When you find the line with "Target: blue jeans" among the records below, reproduce it and each line after it exactly, ending with the line with "Target: man in white shirt".

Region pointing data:

((

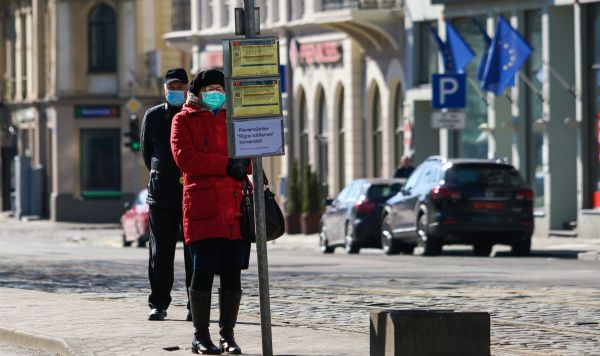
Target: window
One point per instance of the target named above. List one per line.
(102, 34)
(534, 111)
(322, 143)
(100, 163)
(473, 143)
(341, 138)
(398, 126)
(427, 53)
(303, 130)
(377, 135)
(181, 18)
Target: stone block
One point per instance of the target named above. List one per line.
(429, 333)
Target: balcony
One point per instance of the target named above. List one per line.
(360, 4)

))
((

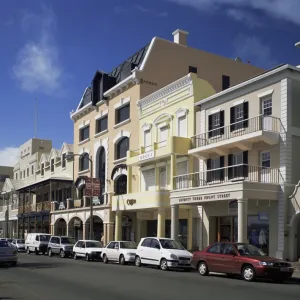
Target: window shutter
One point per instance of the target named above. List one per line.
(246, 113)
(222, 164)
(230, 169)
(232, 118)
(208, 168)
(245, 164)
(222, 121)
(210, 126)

))
((

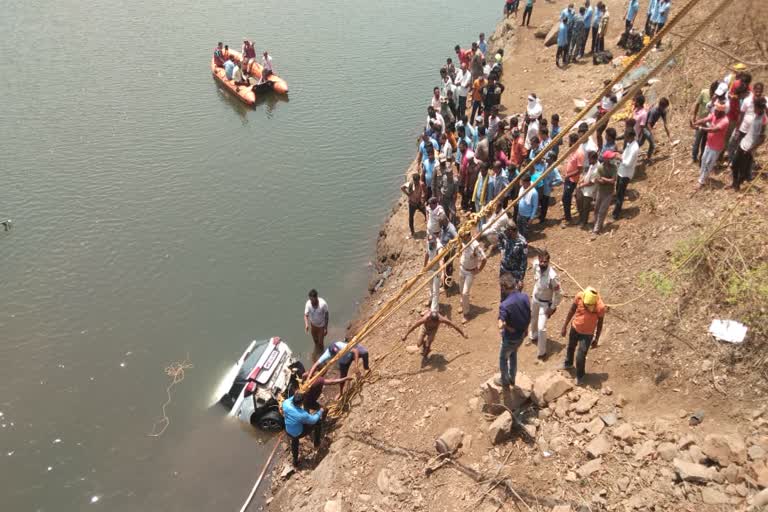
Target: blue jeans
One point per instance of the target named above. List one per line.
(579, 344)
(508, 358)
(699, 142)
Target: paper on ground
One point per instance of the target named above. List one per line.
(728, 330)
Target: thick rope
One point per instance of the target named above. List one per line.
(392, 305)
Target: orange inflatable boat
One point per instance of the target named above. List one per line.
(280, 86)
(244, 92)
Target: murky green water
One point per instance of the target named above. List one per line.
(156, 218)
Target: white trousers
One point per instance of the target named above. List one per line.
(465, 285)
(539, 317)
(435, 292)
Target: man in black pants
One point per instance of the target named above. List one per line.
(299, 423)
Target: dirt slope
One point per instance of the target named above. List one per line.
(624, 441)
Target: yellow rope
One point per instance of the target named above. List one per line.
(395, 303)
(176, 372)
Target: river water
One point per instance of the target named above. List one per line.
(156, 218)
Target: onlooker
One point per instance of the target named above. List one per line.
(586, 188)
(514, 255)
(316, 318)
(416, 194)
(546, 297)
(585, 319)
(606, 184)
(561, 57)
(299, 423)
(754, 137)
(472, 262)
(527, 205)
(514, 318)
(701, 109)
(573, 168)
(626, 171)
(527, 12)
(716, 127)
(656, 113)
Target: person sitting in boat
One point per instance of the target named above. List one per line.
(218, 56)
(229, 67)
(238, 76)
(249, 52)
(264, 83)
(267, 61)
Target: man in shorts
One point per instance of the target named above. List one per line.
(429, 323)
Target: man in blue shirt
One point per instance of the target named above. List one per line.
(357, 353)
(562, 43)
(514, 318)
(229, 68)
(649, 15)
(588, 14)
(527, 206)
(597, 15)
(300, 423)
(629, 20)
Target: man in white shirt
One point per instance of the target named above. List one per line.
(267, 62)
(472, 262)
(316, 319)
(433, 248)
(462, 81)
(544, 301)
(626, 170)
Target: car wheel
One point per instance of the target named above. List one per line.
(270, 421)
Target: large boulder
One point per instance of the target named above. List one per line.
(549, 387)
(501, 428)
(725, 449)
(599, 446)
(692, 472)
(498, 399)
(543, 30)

))

# Answer section:
Target: blue jeans
One point per instance of the target named above. List one per line.
(579, 344)
(508, 358)
(699, 142)
Target: paper on ground
One point per instance of the target named above. List one per line.
(728, 330)
Target: thick rope
One point per instance of the target named above. List one per line.
(392, 305)
Target: orange inflatable boat
One point per instance of the target named above. List one per line.
(280, 86)
(244, 92)
Target: murky green water
One point per instance of the target named above. List one per line.
(156, 218)
Target: white trousers
One point per instance of the target named above. List one per line.
(465, 285)
(539, 317)
(435, 292)
Target: man in black pants
One point per instance of the target named above. List one per line.
(299, 423)
Target: dirt slope
One point per instance of the target named above. List one per line.
(624, 441)
Target: yellow rope
One point per instance of the target named above. List one per line.
(395, 303)
(176, 372)
Target: river water
One point per instance of the target named above. List one per line.
(156, 218)
Target: onlooker
One point per instance of the target named above. List one per line.
(586, 188)
(514, 255)
(316, 318)
(416, 194)
(546, 297)
(585, 319)
(606, 184)
(561, 57)
(299, 423)
(754, 137)
(472, 262)
(527, 205)
(514, 318)
(701, 109)
(573, 168)
(626, 171)
(527, 12)
(716, 127)
(656, 113)
Target: person sitting in boat
One point per instance of the target named above. List one per line.
(218, 56)
(229, 67)
(238, 76)
(249, 52)
(264, 83)
(267, 61)
Target: man in shorts
One point per instance of the target named above. List one per line.
(429, 323)
Target: man in blue shirt
One point per instance of the target named above. List one per line.
(357, 353)
(562, 43)
(514, 318)
(229, 68)
(649, 15)
(588, 14)
(527, 206)
(597, 15)
(300, 423)
(629, 20)
Target: man in white shirt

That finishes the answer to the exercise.